## Exercise directions
Arrange the material below as a Markdown table with the columns "No." and "Text", one row per line, numbered in order, and leave out blank lines.

────────

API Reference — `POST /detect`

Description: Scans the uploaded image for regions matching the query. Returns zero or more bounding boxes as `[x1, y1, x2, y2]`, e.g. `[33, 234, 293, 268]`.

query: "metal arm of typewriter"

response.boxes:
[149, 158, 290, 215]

────────

## Final answer
| No. | Text |
|---|---|
| 1 | API Reference — `POST /detect` |
| 2 | Description: Scans the uploaded image for regions matching the query. Returns zero or more bounding boxes as `[x1, y1, x2, y2]`, e.g. `[33, 234, 293, 268]`. |
| 3 | query: "metal arm of typewriter" |
| 4 | response.boxes: |
| 5 | [149, 158, 290, 215] |